#### EXTRAIT À LIRE:
Pour les deux responsables syndicales, ces différents rapports et la politique menée sont « une véritable négation du rôle propre – et autonome – des infirmières pourtant reconnu depuis les années 1990. Ce recul est délétère pour les professionnelles et surtout pour l’usager qui n’a pas en face de lui un professionnel pleinement responsable de ses actes et dument formé à cet effet ». « Nous ne demandons pas d’actes ou de compétences supplémentaires, seulement d’être plus nombreuses, mieux formées et que nos missions actuelles et les compétences que nous sommes censées offrir aux élèves soient encadrées par une formation nationale d’un niveau master » explique la responsable du SNICS-FSU.
Un service unifié sous la tutelle d’un médecin scolaire : une fausse bonne idée
Concernant les préconisations de rapprochement avec la médecine de ville du député Reda, Gwenaëlle Durand ironise. « Depuis 2015, on a su s’adapter. On travaille avec les médecins de ville. On ne les a pas attendu. On orienterez plus aucun élève sinon ». Pour autant les infirmières scolaires sont attachées aux spécificités de chaque corps de métier. « Nous avons chacun nos compétences, notre expertise. Le manque de médecins fait que le ministère souhaiterait qu’on pallie cette pénurie en accomplissant certaines tâches, telles que les visites des 6 ans. On touche à tout, à tous les aspects de la santé. C’est notre force, on demande qu’elle soit reconnue. Ce n’est pas être corporatiste que de dire que ce n’est pas notre rôle. Nous ne saurions être une variable d’ajustement pour les visites non accomplies » conclut-elle.

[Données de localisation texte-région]
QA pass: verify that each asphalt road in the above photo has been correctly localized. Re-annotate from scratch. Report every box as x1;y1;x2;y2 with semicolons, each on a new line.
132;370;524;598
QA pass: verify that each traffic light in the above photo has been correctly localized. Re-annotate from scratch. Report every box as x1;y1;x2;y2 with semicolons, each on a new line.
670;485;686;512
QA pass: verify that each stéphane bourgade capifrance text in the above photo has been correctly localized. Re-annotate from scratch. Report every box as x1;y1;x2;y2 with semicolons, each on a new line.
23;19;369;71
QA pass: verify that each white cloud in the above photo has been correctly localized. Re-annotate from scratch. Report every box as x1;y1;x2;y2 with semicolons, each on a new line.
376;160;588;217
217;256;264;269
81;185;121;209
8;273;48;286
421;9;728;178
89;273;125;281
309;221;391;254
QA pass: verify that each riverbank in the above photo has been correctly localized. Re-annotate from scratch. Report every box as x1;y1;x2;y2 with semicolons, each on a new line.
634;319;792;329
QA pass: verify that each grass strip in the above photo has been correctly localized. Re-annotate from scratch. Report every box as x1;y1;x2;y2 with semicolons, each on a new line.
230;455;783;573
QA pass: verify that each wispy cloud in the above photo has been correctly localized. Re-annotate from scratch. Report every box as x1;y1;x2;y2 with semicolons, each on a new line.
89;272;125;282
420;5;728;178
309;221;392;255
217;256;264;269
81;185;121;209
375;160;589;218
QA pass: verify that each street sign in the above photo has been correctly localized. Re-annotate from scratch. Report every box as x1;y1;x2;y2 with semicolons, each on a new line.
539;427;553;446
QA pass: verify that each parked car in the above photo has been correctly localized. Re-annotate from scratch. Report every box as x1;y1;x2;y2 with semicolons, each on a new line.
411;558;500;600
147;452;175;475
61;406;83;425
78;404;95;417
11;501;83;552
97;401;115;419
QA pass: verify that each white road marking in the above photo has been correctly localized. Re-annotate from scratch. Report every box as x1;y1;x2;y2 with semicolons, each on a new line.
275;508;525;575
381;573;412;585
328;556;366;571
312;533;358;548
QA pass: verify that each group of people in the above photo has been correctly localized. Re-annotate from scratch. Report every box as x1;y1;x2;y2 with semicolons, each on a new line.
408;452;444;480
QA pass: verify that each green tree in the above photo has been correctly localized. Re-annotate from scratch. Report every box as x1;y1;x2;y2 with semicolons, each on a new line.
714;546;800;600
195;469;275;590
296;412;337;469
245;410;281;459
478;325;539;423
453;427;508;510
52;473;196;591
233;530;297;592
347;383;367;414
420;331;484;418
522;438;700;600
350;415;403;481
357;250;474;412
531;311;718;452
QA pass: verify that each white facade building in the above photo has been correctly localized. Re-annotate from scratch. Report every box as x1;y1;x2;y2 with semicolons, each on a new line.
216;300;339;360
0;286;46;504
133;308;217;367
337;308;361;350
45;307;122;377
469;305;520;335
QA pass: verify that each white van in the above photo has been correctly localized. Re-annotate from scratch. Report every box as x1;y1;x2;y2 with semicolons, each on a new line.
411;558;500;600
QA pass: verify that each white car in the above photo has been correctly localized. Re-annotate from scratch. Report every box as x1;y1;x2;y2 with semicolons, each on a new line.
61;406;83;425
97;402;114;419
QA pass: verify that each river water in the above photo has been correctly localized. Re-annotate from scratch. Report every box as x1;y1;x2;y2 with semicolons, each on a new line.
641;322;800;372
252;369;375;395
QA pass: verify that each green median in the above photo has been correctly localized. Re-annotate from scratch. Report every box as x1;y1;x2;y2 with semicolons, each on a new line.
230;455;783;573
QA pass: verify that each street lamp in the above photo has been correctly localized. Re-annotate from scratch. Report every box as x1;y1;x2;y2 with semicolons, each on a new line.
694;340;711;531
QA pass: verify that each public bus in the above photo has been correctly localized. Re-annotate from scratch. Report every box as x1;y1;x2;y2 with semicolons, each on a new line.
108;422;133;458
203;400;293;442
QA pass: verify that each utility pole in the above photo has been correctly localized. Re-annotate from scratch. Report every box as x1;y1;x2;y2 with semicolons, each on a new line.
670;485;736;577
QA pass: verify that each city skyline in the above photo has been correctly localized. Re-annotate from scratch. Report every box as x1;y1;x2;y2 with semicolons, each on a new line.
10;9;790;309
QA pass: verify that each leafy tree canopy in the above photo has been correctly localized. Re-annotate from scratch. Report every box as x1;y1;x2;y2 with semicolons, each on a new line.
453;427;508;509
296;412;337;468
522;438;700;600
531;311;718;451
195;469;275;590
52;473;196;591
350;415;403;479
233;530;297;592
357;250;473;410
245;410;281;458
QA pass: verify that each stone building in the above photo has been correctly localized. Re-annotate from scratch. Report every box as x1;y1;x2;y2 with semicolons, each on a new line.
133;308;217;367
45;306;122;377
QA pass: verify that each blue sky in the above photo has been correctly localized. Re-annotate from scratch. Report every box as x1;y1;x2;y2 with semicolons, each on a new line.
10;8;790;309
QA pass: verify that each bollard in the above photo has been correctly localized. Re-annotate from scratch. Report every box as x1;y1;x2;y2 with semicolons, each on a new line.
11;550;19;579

#### COMPLÉTEZ LA SUITE:
1 > Répondez à ces questions sur l'extrait consacré aux infirmières scolaires :
(a) Depuis quelle période le rôle propre des infirmières est-il reconnu, d'après les deux responsables syndicales ?
(b) Quel niveau doit avoir la formation nationale que réclame la responsable du SNICS-FSU ?
(c) Quelle tâche Gwenaëlle Durand cite-t-elle en exemple de ce que le ministère voudrait confier aux infirmières ?
2 > Reprenez l'extrait sur les infirmières scolaires juste après sa dernière phrase.

#### RÉPONSES ATTENDUES:
1 >
(a) Depuis les années 1990.
(b) Un niveau master.
(c) Les visites des 6 ans.

2 >
« Sur la décentralisation, déconcentration ou structuration en service, le SNICS FSU refuse effectivement que, sous prétexte de difficultés statutaires ou d’organisation sur la base de volontés corporatistes, on utilise des moyens infirmiers en dehors de leurs expertises pour faire le travail qu’on ne peut ou ne veut pas faire » argumente Saphia Guereschi. « Quelle organisation serait plus pertinente que celle de réunir l’ensemble des acteurs sous la gouvernance d’un membre de la communauté éducative qui a autorité et peut agir sur les différents corps et les coordonner ? Qu’y a-t-il de plus efficace dans un établissement qu’un chef d’établissement qui a autorité sur ce qui s’y passe et sur l’ensemble des personnels qui y exercent et qui orchestre et organise la collaboration nécessaire ? Les diagnostics infirmiers que nous faisons à l’Éducation nationale n’appellent pas systématiquement l’expertise du médecin, ça a d’ailleurs fait l’objet de deux années de débat. C’est pourquoi le médecin est le référent pathologie, il adapte l’école aux problématiques de santé, et l’infirmière est la référente de santé. L’équipe pluriprofessionnelle existe, elle est, et doit rester placée au plus près des élèves et de leur famille, donc au sein des établissements scolaires et non dans des centres médico-scolaire. Les besoins des élèves et la lutte contre les inégalités scolaires appellent à la coordination de la communauté scolaire par le chef d’établissement dont c’est la mission. La santé ne doit pas redevenir le pré-carré d’experts agissant depuis la périphérie et diluant les responsabilités, comme les expertises, chacun le sait les fonctions de substitutions ne rendent service à personne et surtout pas à notre jeunesse ».